#### Exercise directions:
Output the listing below as a numbered list with one line per item, omitting blank lines and leaving out the pictures.

#### Exercise input:
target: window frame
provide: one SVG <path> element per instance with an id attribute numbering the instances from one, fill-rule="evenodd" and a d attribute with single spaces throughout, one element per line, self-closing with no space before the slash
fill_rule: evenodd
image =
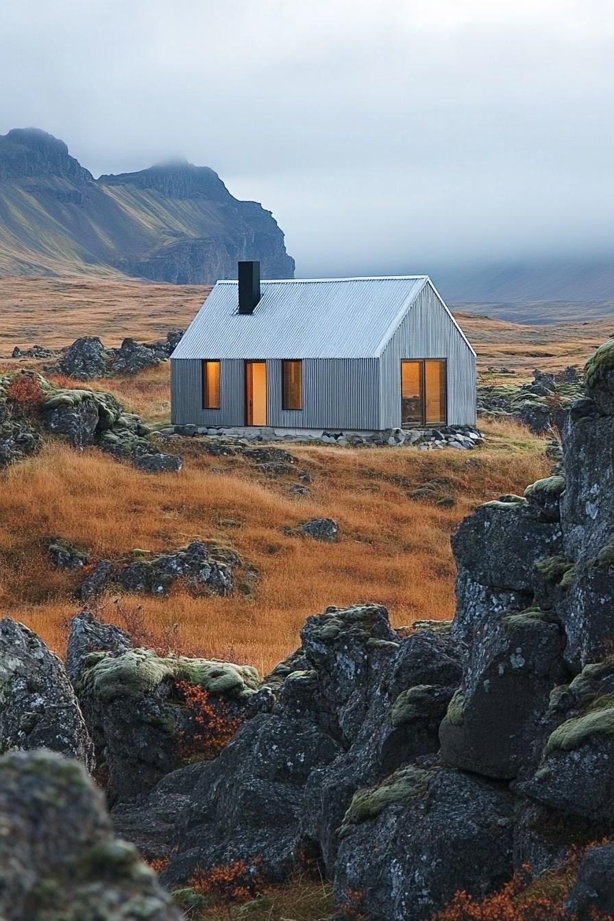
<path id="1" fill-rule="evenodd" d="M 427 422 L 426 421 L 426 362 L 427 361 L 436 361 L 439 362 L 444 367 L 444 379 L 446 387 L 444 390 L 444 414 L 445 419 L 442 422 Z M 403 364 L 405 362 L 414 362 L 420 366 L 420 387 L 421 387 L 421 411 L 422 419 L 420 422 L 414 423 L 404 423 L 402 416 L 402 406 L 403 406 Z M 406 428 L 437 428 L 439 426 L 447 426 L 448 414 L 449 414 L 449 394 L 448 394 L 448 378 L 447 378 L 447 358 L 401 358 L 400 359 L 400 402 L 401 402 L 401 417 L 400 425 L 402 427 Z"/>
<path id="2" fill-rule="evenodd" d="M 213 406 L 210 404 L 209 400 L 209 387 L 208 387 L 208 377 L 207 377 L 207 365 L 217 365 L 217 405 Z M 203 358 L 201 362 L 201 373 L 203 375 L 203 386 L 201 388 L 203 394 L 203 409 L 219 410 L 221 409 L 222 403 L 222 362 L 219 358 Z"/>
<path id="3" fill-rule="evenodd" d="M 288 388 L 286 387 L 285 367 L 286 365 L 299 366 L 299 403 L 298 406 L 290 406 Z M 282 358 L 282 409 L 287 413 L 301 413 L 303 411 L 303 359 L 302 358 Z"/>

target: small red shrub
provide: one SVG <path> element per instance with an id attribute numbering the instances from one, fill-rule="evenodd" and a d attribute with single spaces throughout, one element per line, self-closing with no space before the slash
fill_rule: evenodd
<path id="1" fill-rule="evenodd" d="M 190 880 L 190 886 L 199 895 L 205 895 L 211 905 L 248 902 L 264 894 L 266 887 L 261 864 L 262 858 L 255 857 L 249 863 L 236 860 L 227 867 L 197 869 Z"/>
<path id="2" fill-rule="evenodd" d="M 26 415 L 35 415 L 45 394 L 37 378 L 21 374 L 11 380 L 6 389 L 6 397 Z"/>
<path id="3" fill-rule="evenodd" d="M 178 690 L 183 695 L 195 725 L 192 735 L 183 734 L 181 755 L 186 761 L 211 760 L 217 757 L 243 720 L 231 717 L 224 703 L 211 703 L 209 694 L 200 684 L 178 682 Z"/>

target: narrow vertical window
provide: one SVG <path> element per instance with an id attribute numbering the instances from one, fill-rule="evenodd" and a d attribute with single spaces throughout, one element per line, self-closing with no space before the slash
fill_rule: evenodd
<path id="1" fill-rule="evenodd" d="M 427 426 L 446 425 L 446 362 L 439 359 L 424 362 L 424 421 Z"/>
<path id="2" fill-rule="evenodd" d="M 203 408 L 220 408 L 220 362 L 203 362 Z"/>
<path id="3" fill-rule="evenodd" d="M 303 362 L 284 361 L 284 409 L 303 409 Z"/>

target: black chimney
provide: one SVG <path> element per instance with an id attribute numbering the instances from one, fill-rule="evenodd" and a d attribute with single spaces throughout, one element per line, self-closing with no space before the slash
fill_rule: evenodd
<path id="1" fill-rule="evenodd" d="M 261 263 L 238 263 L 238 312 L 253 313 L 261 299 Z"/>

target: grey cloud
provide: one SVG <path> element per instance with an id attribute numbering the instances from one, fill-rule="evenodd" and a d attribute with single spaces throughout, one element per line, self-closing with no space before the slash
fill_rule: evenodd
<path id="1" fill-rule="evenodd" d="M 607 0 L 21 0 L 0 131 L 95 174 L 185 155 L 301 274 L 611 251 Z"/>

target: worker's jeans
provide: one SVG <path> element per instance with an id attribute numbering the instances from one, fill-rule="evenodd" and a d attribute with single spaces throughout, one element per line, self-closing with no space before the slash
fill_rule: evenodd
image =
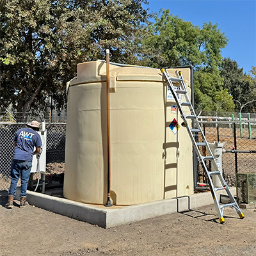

#### Solution for this problem:
1. target: window frame
2. provide: one SVG <path> element per instance with an id attribute numbering the instances from one, fill-rule="evenodd" and a d attribute with single spaces throughout, one element per line, self-closing with no space before the slash
3. fill_rule: evenodd
4. image =
5. <path id="1" fill-rule="evenodd" d="M 427 422 L 426 421 L 426 362 L 427 361 L 436 361 L 439 362 L 444 367 L 444 379 L 446 387 L 444 390 L 444 414 L 445 419 L 442 422 Z M 403 364 L 405 362 L 414 362 L 420 366 L 420 387 L 421 387 L 421 411 L 422 419 L 420 422 L 414 423 L 404 423 L 402 416 L 402 406 L 403 406 Z M 406 428 L 437 428 L 439 426 L 447 426 L 448 414 L 449 414 L 449 394 L 448 394 L 448 378 L 447 378 L 447 358 L 401 358 L 400 359 L 400 402 L 401 402 L 401 417 L 400 425 L 402 427 Z"/>
6. <path id="2" fill-rule="evenodd" d="M 213 406 L 210 404 L 209 400 L 209 387 L 208 387 L 208 377 L 207 377 L 207 365 L 217 365 L 217 405 Z M 203 358 L 201 362 L 201 373 L 203 375 L 203 386 L 201 388 L 203 394 L 203 409 L 219 410 L 221 409 L 222 403 L 222 362 L 219 358 Z"/>
7. <path id="3" fill-rule="evenodd" d="M 288 388 L 286 387 L 285 367 L 286 365 L 299 366 L 299 403 L 298 406 L 290 406 Z M 282 358 L 282 409 L 287 413 L 301 413 L 303 411 L 303 359 L 302 358 Z"/>
8. target: small red shrub
9. provide: one SVG <path> element per instance with an id attribute numbering the instances from one, fill-rule="evenodd" and a d attribute with single spaces throughout, one element per line, self-closing with no space before the slash
10. fill_rule: evenodd
11. <path id="1" fill-rule="evenodd" d="M 190 880 L 190 886 L 199 895 L 205 895 L 211 905 L 248 902 L 264 894 L 266 887 L 261 864 L 262 858 L 255 857 L 249 863 L 236 860 L 227 867 L 197 869 Z"/>
12. <path id="2" fill-rule="evenodd" d="M 26 415 L 35 415 L 45 394 L 37 378 L 21 374 L 11 380 L 6 389 L 6 397 Z"/>
13. <path id="3" fill-rule="evenodd" d="M 178 690 L 183 695 L 195 725 L 192 735 L 183 734 L 181 755 L 186 761 L 211 760 L 217 757 L 243 720 L 231 717 L 224 703 L 211 703 L 209 694 L 200 684 L 178 682 Z"/>
14. target: narrow vertical window
15. provide: one SVG <path> element per instance with an id attribute numbering the instances from one, fill-rule="evenodd" and a d attribute with single spaces throughout, one element per line, self-closing with no space before the slash
16. fill_rule: evenodd
17. <path id="1" fill-rule="evenodd" d="M 427 426 L 446 425 L 446 362 L 439 359 L 424 362 L 424 421 Z"/>
18. <path id="2" fill-rule="evenodd" d="M 203 408 L 220 408 L 220 362 L 203 362 Z"/>
19. <path id="3" fill-rule="evenodd" d="M 303 362 L 284 361 L 284 409 L 303 409 Z"/>
20. target: black chimney
21. provide: one SVG <path> element per instance with an id attribute numbering the instances from one, fill-rule="evenodd" and a d attribute with single spaces throughout, one element per line, self-closing with no space before the slash
22. fill_rule: evenodd
23. <path id="1" fill-rule="evenodd" d="M 261 263 L 238 263 L 238 312 L 253 313 L 261 299 Z"/>
24. target: grey cloud
25. provide: one SVG <path> element per instance with an id attribute numbering the instances from one, fill-rule="evenodd" and a d attribute with single spaces throughout, one element per line, self-closing with no space before the slash
26. fill_rule: evenodd
27. <path id="1" fill-rule="evenodd" d="M 607 0 L 21 0 L 0 131 L 95 174 L 185 155 L 301 274 L 611 251 Z"/>
28. target: worker's jeans
29. provide: one SVG <path> element per instance with an id attribute numbering the instances from one, fill-rule="evenodd" and a d attribute with single spaces throughout, one element per line, self-closing with no space before the slash
30. fill_rule: evenodd
31. image =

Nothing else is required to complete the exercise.